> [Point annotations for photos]
══════════
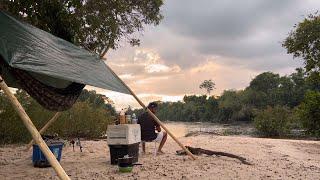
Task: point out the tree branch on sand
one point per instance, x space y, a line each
199 151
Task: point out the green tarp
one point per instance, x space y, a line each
50 59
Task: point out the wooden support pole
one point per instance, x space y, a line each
44 128
154 116
33 131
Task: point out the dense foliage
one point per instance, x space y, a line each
89 117
96 25
309 113
265 90
273 121
271 101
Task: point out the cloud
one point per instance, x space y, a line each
227 41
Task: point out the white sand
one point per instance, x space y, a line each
271 159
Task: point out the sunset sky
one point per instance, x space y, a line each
227 41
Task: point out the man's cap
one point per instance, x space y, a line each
153 105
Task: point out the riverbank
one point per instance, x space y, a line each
270 159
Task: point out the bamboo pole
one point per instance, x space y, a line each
44 128
33 131
153 116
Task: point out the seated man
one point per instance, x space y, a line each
148 126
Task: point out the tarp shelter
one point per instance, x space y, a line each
39 62
50 61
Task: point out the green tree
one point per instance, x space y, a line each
309 112
96 25
304 41
208 85
273 121
265 82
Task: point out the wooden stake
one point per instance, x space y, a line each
153 116
33 131
44 128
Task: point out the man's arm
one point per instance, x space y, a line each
158 128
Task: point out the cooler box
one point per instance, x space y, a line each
38 158
123 139
123 134
118 151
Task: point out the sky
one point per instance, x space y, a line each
229 42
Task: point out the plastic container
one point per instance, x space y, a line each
128 119
134 119
119 151
123 134
38 158
122 117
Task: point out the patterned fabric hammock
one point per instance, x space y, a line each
51 98
52 70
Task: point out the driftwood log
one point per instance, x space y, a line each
199 151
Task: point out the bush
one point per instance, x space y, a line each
309 113
273 121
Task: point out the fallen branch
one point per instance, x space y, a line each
199 151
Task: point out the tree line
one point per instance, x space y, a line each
276 104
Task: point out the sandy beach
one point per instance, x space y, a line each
270 158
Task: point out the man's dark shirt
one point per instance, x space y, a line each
148 126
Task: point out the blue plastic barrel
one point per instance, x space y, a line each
38 158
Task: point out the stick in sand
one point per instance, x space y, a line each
44 128
33 131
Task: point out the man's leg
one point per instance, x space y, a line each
143 147
164 139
══════════
> [To do] Can you write out every item again, putting "locate" in place of "point out" each time it occurs and changing nothing else? Leave out the pictures.

> [Written answer]
Task: locate the tree branch on sand
one point per instance, x space y, a line each
199 151
Task: locate the green tarp
one point per instance, x space y, a line each
50 59
Task: locate the wooden support pole
one point per instance, x space y, a line each
44 128
154 116
33 131
Task: locate the dense foliage
one point per instance, x space y, a line each
89 117
96 25
309 113
265 90
273 121
271 101
Task: locate the cloud
one point per instance, x space y, a line each
227 41
Task: locate the white sand
one point per instance, x space y, a line each
271 159
Task: locate the sunset sky
one point per instance, x space y, a line each
227 41
Task: locate the man's cap
one point per instance, x space y, a line each
153 105
Task: locate the riverbank
one point per instance, x space y, a line each
270 159
Task: locate the bamboo pole
one point per instance, x space y, a line each
44 128
33 131
153 116
Task: locate the seated man
one point per instance, x space y, a line each
148 126
Task: locate the tarp shelter
one point per instance, x space y, a line each
39 62
50 61
Task: locate the green tree
one point per instance, x space y, a line each
309 112
96 25
304 41
208 85
273 121
265 82
Task: locate the wooden stake
one point per instance, x space y, a line each
153 116
33 131
44 128
Task: locate the man's arm
one point per instance, x space y, a line each
158 128
Task: locate the cooler box
one point per instance, x space y, a line each
38 158
123 139
123 134
118 151
Task: locate the sky
one point per instance, x space y, a line each
229 42
Task: locate the plastic container
one point per instance, x space y, a line each
128 119
134 119
119 151
123 134
38 158
122 117
Task: locate the patterned fabric hammock
one point per instance, x space y, a line each
51 98
52 70
Task: locate the driftwood log
one point per instance, x space y, a line each
199 151
Task: locate the bush
one point per instance, x space y, a line each
309 113
273 121
Task: locate the fallen branch
one point per instance, x space y, a line each
199 151
Task: locate the tree line
one point per instance, x space y, a line each
276 104
Task: locate the sandy beach
one point per instance, x space y, a line each
270 158
Task: locate the man's dark shirt
one point per instance, x space y, a line each
148 126
Task: locate the blue plastic barrel
one point per instance, x space y, a line each
38 158
Task: locate the stick in sand
one point per instance, x space y, a line each
44 128
33 131
Task: locate the man's leg
one point per instance, x space y, a line each
143 147
164 139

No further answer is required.